**Required actions**
1: How many speakers does the speaker column say it will actually review?
2: Please continue the speaker column from where it stops.

— Start Page extract —

This installment of the The Nearfield will be devoted to speakers, lots of speakers. It's my own fault. I contacted some manufacturers and the next thing I knew I was inundated. They have taken over all the available space in my office. My cats are getting lost among the boxes in the garage.
Actually, I'll only review three speakers. I had more than twice that many on hand, but I've decided to skip the lackluster ones. For many years I wrote for publications that insisted I review everything that manufacturers sent me, regardless of the consequences. The editor felt it was in the reader's interest to read about bad products as well as good ones. I disagree. Just like my readers, my time is limited, and I won't waste it on mediocre stuff. Under-performing products should be quietly teleported into the vacuum of non-existence.

— End Page extract —
— Start Recorded information —

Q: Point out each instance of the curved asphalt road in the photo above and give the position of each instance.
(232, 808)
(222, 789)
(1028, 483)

— End Recorded information —
— Start Recorded information —

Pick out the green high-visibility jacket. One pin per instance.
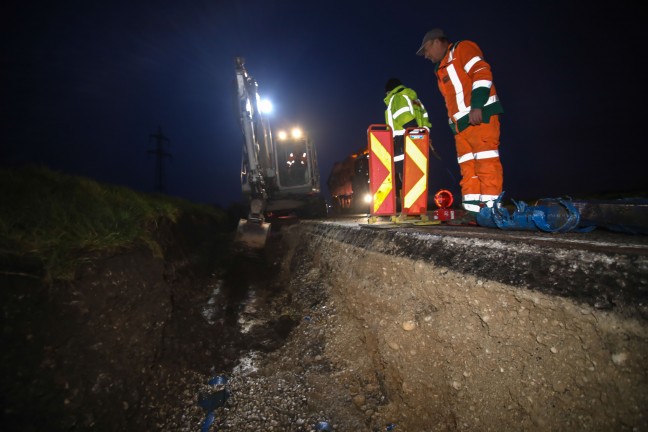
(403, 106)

— End Recorded information —

**Final results**
1: Three.

2:
M&K B-1500 Speakers
M&K calls their crossover a Phase-Focused™ system. In their words, "We combine three important elements of crossover design: Time Domain Analysis, Frequency Domain Analysis, and what we call Point-In-Space Analysis (a three dimensional analysis of the speaker's response in the room). While other crossover designs consider only frequency response on one axis by designing the crossover for a "sweet spot" listening position, the Phase-Focused TM crossover is designed by measuring and optimizing both its phase and amplitude response at dozens of points (angles) in both the vertical and horizontal planes." In a nearfield environment this translates into a larger listening window that also allows for more set-up flexibility.
As you would expect from a professional speaker the B-1500 has serviceable heavy-duty five-way binding posts that are properly spaced to allow for stereo banana plugs (EURO safety specifications be damned). Inside the B-1500 you'll find large-trace circuit boards with air-core inductors, high-quality resistors and capacitors of the sort usually found in far pricier audiophile-approved speakers.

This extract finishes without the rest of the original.